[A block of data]

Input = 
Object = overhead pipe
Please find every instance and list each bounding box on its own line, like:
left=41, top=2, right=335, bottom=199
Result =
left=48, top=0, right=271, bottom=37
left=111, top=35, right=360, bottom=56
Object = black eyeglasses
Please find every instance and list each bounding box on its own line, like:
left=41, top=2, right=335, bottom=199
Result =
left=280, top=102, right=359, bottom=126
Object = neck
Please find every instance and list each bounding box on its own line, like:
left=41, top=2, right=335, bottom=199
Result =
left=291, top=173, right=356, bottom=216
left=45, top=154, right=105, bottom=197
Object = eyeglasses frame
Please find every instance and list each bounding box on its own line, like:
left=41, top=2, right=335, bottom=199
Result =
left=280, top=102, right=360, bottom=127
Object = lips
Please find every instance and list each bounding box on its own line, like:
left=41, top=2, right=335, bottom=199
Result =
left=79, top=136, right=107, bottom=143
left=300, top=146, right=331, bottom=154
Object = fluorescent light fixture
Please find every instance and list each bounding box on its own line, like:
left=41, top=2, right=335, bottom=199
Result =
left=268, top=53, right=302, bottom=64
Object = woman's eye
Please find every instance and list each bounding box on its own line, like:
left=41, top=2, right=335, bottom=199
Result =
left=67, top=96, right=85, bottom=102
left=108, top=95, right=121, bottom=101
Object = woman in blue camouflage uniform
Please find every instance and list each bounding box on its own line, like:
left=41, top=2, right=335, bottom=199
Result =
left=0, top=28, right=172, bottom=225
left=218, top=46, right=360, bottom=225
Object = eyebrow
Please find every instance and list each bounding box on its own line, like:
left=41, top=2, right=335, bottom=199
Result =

_Your instructions_. Write out each line of the material above as a numbered list, leaving out any blank lines.

_Response for this exercise_.
1. Input = 
2. Object = overhead pipe
3. Please find every instance and list each bounding box on its own line, like:
4. left=41, top=2, right=335, bottom=199
5. Result =
6. left=48, top=0, right=271, bottom=37
7. left=111, top=35, right=360, bottom=56
8. Object = black eyeglasses
9. Please find every instance and list each bounding box on its own line, like:
10. left=41, top=2, right=335, bottom=199
11. Result =
12. left=280, top=102, right=359, bottom=126
13. Object = neck
14. Please find every instance and list each bounding box on its own line, like:
15. left=41, top=2, right=335, bottom=199
16. Result =
17. left=291, top=173, right=356, bottom=216
18. left=45, top=154, right=105, bottom=197
19. Object = eyeglasses frame
20. Please find every instance and list each bounding box on its own line, like:
21. left=41, top=2, right=335, bottom=199
22. Result =
23. left=280, top=102, right=360, bottom=127
24. Object = lips
25. Please find every instance and list each bounding box on its own line, like:
26. left=41, top=2, right=335, bottom=199
27. Result =
28. left=79, top=136, right=107, bottom=143
29. left=300, top=146, right=331, bottom=154
30. Object = fluorescent light fixture
31. Please find every instance and list each bounding box on its own line, like:
32. left=41, top=2, right=335, bottom=199
33. Result =
34. left=268, top=53, right=302, bottom=64
35. Object = woman's eye
36. Please find every instance and list each bounding box on its own line, like:
37. left=41, top=2, right=335, bottom=199
38. Result =
39. left=67, top=96, right=85, bottom=102
40. left=108, top=95, right=121, bottom=101
41. Object = woman in blue camouflage uniform
42. Please find every instance and list each bounding box on its own line, like:
43. left=41, top=2, right=335, bottom=199
44. Result =
45. left=0, top=28, right=172, bottom=225
46. left=218, top=46, right=360, bottom=225
47. Object = eyebrow
48. Please find every instance and list each bounding box on its own line, like:
49. left=41, top=2, right=335, bottom=199
50. Result =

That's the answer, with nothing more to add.